## start Stored rows

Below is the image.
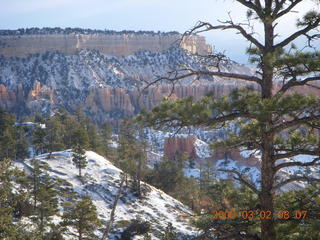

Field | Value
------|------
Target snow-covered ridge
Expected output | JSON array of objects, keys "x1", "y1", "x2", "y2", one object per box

[{"x1": 20, "y1": 150, "x2": 196, "y2": 240}]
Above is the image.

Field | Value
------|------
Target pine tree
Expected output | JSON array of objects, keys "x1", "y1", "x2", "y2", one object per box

[
  {"x1": 101, "y1": 122, "x2": 114, "y2": 158},
  {"x1": 138, "y1": 0, "x2": 320, "y2": 240},
  {"x1": 161, "y1": 223, "x2": 179, "y2": 240},
  {"x1": 63, "y1": 197, "x2": 101, "y2": 240},
  {"x1": 72, "y1": 144, "x2": 88, "y2": 178},
  {"x1": 32, "y1": 128, "x2": 46, "y2": 154},
  {"x1": 34, "y1": 174, "x2": 58, "y2": 240},
  {"x1": 0, "y1": 159, "x2": 17, "y2": 240}
]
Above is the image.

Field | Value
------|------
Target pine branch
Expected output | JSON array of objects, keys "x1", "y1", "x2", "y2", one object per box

## end Stored rows

Please repeat all of the lines above, requests included, with every box coordinate in the answers multiplied by 2 and rounded to a whole number, halves rounding up. Leave the pictures out.

◆ **Solution**:
Below is the image.

Field | Value
------|------
Target snow-covered ridge
Expected output | JSON array of objects, keys "x1", "y1", "x2", "y2", one object per box

[{"x1": 40, "y1": 300, "x2": 392, "y2": 480}]
Above is the image.

Field | Value
------|------
Target pine tree
Expected output | JSON array of objects, keys "x1", "y1", "x2", "y2", one object per box

[
  {"x1": 202, "y1": 244, "x2": 228, "y2": 316},
  {"x1": 276, "y1": 0, "x2": 640, "y2": 480},
  {"x1": 322, "y1": 446, "x2": 358, "y2": 480},
  {"x1": 126, "y1": 394, "x2": 202, "y2": 480},
  {"x1": 144, "y1": 288, "x2": 176, "y2": 356},
  {"x1": 64, "y1": 256, "x2": 92, "y2": 308},
  {"x1": 68, "y1": 348, "x2": 116, "y2": 480},
  {"x1": 0, "y1": 318, "x2": 34, "y2": 480}
]
Above is the image.

Field | Value
------|------
Target pine branch
Expected output | JSON array of objects, keys "x1", "y1", "x2", "y2", one object per box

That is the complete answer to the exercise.